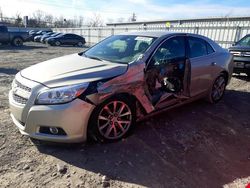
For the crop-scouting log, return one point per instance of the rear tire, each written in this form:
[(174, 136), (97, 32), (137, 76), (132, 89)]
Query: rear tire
[(17, 42), (112, 120), (218, 89)]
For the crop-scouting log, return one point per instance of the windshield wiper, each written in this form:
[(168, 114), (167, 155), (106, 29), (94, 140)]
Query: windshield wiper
[(93, 57)]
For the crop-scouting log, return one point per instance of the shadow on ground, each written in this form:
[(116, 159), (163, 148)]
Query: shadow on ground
[(8, 71), (242, 77), (197, 145)]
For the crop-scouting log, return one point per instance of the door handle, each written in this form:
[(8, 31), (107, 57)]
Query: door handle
[(213, 64)]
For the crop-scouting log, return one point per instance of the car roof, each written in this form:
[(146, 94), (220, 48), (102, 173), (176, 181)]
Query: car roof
[(151, 33)]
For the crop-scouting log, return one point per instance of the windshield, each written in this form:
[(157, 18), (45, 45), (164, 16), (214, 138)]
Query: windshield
[(244, 41), (120, 48)]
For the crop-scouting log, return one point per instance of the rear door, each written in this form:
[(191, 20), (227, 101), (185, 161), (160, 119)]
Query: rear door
[(167, 72), (203, 64), (4, 35)]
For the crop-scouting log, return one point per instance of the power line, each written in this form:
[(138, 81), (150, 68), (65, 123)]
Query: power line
[(82, 8)]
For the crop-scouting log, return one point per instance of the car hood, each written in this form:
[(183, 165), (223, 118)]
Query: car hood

> Aufgabenstellung: Bearbeite bitte alle Einträge oben: Gib die Zeilen wieder, ersetze dabei „crop-scouting log“ durch „vehicle inventory“ und lass alles andere unverändert. Die Bilder gehören nicht in die Antwort.

> Ergebnis:
For the vehicle inventory, return one point per instance of the rear tire, each written in this form:
[(174, 136), (97, 32), (137, 76), (132, 89)]
Query: rear tire
[(17, 42), (112, 120), (218, 89)]
For the vehicle inventory, return one point per instance of the windshield wiper, each written in this form:
[(168, 114), (167, 155), (106, 29), (94, 140)]
Query: windshield wiper
[(93, 57)]
For the vehicle inventory, return one point per instance of the shadow on ground, each written in this form:
[(116, 159), (163, 148)]
Query: shadow on ground
[(8, 71), (242, 77), (197, 145)]
For the vehicle inventory, return one point per instance of the door handle, each written in this form:
[(8, 31), (107, 57)]
Query: door handle
[(213, 64)]
For the vehicle inventory, return one point per instance of the car roof, each written in this form:
[(146, 94), (220, 48), (102, 173), (176, 181)]
Query: car roof
[(151, 33)]
For the vehicle inventory, return one point per instance of the windshield, each written in this form:
[(157, 18), (45, 45), (164, 16), (214, 138)]
Query: windshield
[(244, 41), (120, 48)]
For the vehicle inventory, return one point per instance of the rear door, each written in this form:
[(191, 20), (227, 101), (185, 161), (160, 119)]
Query: rear door
[(167, 72), (203, 64), (4, 35)]
For the vehicle inventory, return one point per instance of the power line, each written in this form:
[(138, 81), (150, 68), (65, 123)]
Query: power line
[(82, 8)]
For the vehicle inventory, return one point per instance of the car hood, each written in this form:
[(183, 165), (223, 118)]
Query: car hood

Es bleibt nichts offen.